[Entradas de anotação de caixas delimitadoras]
────────
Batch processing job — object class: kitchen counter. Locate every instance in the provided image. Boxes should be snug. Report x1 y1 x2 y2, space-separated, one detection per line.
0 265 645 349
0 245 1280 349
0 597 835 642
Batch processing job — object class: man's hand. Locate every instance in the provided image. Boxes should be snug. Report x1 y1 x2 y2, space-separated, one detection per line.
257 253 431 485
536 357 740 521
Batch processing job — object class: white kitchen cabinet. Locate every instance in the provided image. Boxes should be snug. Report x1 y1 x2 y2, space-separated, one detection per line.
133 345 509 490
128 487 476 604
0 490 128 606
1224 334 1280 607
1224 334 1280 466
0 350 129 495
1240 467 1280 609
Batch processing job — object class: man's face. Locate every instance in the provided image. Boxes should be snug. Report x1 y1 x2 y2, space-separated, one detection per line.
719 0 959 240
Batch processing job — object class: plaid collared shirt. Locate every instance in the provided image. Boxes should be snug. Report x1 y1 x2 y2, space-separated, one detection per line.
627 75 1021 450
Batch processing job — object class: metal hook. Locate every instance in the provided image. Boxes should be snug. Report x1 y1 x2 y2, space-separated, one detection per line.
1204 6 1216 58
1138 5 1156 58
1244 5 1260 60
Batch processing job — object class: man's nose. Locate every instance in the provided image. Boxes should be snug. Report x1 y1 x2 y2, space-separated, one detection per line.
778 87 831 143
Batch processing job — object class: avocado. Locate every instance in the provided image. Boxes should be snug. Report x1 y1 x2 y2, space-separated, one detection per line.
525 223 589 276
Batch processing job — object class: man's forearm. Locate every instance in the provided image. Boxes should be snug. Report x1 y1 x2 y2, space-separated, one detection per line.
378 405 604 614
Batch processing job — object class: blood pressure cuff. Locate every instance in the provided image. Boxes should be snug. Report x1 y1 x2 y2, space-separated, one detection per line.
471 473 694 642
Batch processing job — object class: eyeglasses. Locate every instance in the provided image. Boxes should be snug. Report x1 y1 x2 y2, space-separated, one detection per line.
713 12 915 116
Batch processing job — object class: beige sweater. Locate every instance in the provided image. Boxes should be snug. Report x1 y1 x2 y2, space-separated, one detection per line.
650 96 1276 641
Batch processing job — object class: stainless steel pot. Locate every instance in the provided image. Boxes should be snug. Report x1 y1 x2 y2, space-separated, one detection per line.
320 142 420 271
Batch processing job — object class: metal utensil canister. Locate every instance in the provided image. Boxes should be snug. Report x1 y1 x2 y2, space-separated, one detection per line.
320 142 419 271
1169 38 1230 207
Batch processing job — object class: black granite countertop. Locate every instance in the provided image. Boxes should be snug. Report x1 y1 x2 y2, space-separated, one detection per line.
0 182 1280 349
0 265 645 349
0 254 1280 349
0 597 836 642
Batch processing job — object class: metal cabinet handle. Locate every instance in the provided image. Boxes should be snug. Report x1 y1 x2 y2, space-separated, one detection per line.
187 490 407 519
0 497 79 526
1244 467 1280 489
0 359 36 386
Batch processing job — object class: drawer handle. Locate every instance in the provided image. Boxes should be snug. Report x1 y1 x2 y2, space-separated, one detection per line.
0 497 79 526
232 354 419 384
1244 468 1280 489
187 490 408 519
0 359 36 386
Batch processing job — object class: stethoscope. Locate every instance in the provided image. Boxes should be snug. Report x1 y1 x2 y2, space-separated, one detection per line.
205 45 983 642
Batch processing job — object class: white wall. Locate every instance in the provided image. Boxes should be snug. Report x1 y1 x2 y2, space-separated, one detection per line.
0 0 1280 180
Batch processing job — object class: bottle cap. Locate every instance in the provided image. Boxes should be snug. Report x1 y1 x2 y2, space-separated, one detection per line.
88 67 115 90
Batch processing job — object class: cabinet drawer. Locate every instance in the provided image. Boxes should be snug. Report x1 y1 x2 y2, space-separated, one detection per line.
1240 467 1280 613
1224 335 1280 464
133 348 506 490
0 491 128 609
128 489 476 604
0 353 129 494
────────
■ Trabalho proposto
Reescreva em forma de lista numerada, sem as linhas em branco, somente as linhas que vão da que contém "Batch processing job — object class: black" até a que contém "0 597 836 642", incluindo as duas.

■ Resposta escrita
1. Batch processing job — object class: black granite countertop. Locate every instance in the provided image. Boxes should be snug. Report x1 y1 x2 y2, space-separated, one detection per line.
2. 0 182 1280 349
3. 0 265 645 349
4. 0 254 1280 349
5. 0 597 836 642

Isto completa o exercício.